Given entries →

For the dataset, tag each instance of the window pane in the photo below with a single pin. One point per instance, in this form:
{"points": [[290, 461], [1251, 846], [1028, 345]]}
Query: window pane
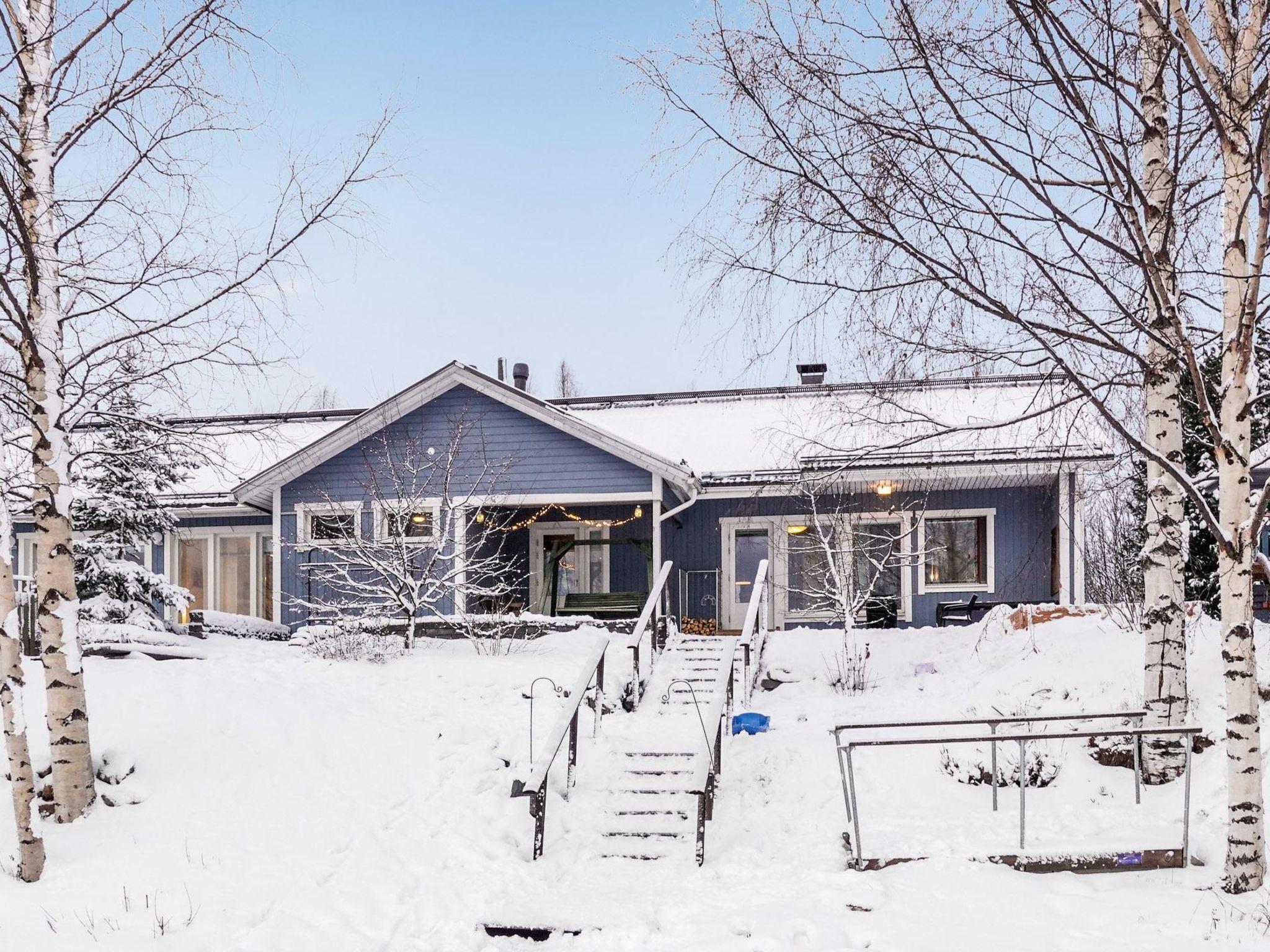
{"points": [[265, 598], [568, 578], [596, 563], [234, 574], [954, 552], [331, 526], [415, 523], [810, 580], [192, 557], [751, 549]]}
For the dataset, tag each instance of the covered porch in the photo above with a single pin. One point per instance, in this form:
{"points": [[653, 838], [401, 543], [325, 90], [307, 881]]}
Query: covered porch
{"points": [[573, 557]]}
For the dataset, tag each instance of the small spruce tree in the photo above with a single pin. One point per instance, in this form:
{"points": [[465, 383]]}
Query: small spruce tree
{"points": [[126, 469]]}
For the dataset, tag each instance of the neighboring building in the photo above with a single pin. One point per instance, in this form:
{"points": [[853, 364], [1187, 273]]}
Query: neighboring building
{"points": [[984, 478]]}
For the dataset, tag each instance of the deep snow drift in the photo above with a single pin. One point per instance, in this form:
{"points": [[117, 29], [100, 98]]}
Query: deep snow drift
{"points": [[286, 803]]}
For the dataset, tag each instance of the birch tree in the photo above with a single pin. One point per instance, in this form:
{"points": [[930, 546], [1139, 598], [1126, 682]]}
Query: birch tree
{"points": [[436, 545], [1230, 65], [1013, 184], [22, 778], [120, 270]]}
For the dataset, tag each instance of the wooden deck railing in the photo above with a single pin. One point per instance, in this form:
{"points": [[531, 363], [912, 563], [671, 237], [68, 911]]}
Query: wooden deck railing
{"points": [[646, 630], [535, 783]]}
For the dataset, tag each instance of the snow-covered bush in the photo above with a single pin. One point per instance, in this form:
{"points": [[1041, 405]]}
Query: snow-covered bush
{"points": [[849, 669], [239, 626], [103, 610], [972, 763], [126, 469], [333, 643]]}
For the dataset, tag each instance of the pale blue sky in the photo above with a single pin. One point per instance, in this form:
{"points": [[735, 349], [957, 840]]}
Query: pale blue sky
{"points": [[530, 225]]}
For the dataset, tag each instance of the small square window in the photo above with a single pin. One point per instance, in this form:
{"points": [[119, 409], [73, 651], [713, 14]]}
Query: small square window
{"points": [[413, 523], [328, 527]]}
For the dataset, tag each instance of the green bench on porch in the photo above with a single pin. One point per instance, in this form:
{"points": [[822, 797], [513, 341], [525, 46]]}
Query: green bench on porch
{"points": [[603, 604]]}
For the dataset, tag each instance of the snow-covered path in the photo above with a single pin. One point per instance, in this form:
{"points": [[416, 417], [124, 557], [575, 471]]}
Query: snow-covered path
{"points": [[291, 804]]}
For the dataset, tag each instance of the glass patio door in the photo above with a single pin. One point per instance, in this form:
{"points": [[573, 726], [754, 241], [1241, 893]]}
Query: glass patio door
{"points": [[750, 547]]}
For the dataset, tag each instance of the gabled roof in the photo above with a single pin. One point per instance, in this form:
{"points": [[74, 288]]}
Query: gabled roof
{"points": [[258, 489]]}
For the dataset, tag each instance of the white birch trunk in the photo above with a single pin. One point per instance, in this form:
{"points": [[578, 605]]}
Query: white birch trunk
{"points": [[1165, 697], [1245, 848], [43, 372], [22, 777]]}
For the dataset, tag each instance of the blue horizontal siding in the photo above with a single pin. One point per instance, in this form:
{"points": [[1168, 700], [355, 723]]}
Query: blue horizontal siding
{"points": [[531, 456], [1024, 518]]}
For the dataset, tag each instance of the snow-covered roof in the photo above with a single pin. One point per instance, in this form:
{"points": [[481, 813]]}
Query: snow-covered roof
{"points": [[724, 434], [730, 436]]}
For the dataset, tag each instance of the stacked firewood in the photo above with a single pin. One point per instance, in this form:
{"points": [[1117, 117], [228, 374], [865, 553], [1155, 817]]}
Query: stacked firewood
{"points": [[698, 626]]}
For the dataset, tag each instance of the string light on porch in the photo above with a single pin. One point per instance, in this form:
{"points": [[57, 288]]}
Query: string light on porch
{"points": [[574, 517]]}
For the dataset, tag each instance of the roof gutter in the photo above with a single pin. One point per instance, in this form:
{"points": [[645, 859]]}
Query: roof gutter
{"points": [[694, 491]]}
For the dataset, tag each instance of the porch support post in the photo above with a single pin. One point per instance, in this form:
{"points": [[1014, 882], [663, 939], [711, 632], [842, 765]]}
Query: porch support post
{"points": [[276, 587], [460, 519], [1065, 537], [657, 534]]}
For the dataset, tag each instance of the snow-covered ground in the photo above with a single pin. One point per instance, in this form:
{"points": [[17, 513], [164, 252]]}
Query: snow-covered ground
{"points": [[295, 804]]}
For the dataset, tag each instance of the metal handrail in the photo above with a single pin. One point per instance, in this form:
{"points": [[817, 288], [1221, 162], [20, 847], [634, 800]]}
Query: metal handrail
{"points": [[849, 778], [705, 776], [642, 627], [755, 625], [535, 785], [993, 723]]}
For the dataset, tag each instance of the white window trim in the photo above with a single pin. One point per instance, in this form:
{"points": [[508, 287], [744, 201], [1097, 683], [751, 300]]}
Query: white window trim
{"points": [[990, 541], [379, 507], [905, 612], [213, 534], [776, 570], [305, 509], [548, 528]]}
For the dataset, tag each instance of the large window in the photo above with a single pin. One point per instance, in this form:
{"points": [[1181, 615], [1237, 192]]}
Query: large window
{"points": [[812, 580], [877, 558], [234, 574], [957, 551]]}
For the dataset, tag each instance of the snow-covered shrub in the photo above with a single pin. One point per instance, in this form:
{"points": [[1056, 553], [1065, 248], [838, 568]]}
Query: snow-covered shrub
{"points": [[849, 668], [333, 643], [104, 610], [239, 626], [972, 763]]}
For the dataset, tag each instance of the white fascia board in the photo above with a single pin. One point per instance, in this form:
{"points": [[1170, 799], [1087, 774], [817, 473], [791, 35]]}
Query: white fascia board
{"points": [[259, 488]]}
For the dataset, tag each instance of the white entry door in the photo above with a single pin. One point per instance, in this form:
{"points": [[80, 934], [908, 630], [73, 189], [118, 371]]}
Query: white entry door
{"points": [[584, 569]]}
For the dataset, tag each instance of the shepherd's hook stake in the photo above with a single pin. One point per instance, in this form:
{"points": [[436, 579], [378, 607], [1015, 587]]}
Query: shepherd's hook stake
{"points": [[533, 684], [666, 700]]}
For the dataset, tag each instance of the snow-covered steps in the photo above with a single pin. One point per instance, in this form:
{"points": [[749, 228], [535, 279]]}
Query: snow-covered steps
{"points": [[662, 752]]}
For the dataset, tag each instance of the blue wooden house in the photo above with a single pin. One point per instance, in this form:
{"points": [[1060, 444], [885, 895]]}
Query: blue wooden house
{"points": [[978, 480]]}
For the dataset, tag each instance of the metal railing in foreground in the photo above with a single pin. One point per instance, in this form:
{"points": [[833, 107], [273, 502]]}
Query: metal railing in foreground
{"points": [[705, 775], [992, 724], [646, 630], [753, 631], [1135, 734], [535, 783]]}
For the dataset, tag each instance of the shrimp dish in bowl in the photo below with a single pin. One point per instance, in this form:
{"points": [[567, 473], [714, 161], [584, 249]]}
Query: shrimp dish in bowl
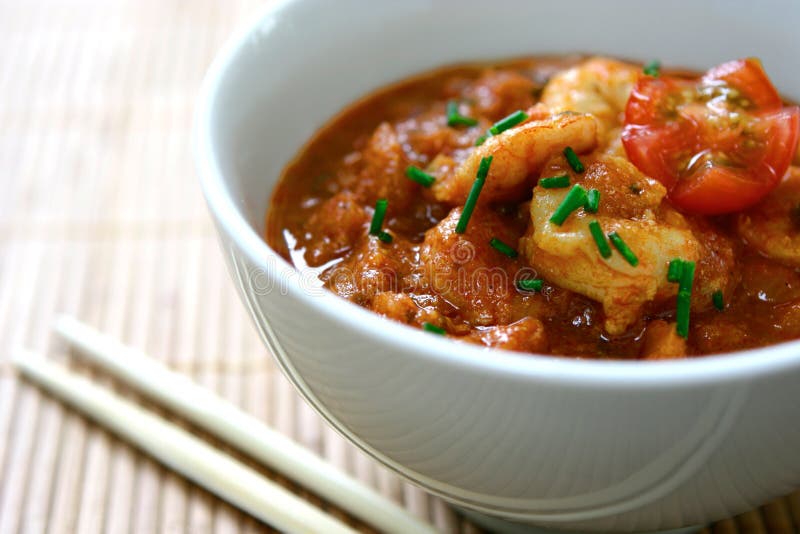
{"points": [[576, 206]]}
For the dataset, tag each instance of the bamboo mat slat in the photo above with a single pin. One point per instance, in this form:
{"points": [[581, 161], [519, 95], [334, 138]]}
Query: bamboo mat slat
{"points": [[101, 217]]}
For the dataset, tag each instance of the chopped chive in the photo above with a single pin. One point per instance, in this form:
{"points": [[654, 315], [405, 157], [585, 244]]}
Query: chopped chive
{"points": [[554, 182], [623, 248], [573, 160], [718, 300], [600, 239], [432, 328], [530, 284], [454, 118], [508, 122], [575, 199], [421, 177], [377, 218], [675, 270], [503, 248], [472, 199], [592, 201], [682, 313], [687, 276], [653, 68]]}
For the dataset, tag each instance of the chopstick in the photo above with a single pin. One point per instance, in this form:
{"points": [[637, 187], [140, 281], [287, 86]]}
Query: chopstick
{"points": [[242, 431], [228, 478]]}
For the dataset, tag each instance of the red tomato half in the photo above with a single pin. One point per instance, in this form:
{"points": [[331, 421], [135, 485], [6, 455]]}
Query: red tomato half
{"points": [[719, 144]]}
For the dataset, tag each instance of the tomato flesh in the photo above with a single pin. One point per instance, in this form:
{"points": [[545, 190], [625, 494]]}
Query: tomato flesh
{"points": [[719, 144]]}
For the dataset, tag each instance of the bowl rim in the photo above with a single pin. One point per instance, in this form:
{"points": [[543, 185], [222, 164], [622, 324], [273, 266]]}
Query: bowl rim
{"points": [[706, 370]]}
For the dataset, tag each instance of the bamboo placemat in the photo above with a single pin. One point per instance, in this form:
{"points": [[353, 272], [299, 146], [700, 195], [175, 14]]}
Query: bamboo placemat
{"points": [[101, 217]]}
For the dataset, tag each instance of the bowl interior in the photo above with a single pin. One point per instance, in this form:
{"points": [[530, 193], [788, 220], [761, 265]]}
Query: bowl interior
{"points": [[279, 79]]}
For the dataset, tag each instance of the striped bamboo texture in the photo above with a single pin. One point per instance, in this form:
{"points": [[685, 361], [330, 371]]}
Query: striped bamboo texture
{"points": [[101, 217]]}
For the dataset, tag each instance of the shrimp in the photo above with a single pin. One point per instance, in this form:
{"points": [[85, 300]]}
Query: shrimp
{"points": [[599, 86], [773, 225], [632, 206], [518, 154]]}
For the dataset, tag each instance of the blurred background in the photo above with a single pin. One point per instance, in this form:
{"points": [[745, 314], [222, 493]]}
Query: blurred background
{"points": [[101, 217]]}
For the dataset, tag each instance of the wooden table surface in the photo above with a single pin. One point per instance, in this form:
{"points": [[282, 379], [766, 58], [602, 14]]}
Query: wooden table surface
{"points": [[101, 217]]}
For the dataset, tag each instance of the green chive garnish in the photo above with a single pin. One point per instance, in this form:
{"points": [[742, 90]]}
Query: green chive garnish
{"points": [[575, 199], [623, 248], [682, 313], [600, 239], [653, 68], [432, 328], [503, 248], [718, 300], [592, 201], [472, 199], [508, 122], [530, 284], [675, 270], [573, 160], [454, 118], [684, 303], [377, 217], [554, 182], [421, 177]]}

Problem to solve → Can you reproduce, word for word, the stretch of the records from the line containing "For the dataset, tag each instance of the blurred" through the end of the records?

Solution →
For the dataset, tag each instance of the blurred background in the photo above with a single pin. One point per instance, in this form:
{"points": [[745, 314], [222, 493]]}
Query: blurred background
{"points": [[101, 217]]}
For the dataset, tag each instance of the wooden table surface in the photo above with a single pin. One point per instance, in this form:
{"points": [[282, 379], [766, 58], [602, 14]]}
Query: wooden table surface
{"points": [[101, 217]]}
For the dataset, tag each instance of the green chive garnish in the photo above with a single pin. One point per instance, in this form:
{"points": [[742, 90]]}
Query: green chive garnish
{"points": [[575, 199], [623, 248], [682, 313], [600, 239], [653, 68], [432, 328], [503, 248], [718, 300], [592, 201], [472, 199], [508, 122], [530, 284], [675, 270], [573, 160], [454, 118], [684, 303], [377, 217], [554, 182], [421, 177]]}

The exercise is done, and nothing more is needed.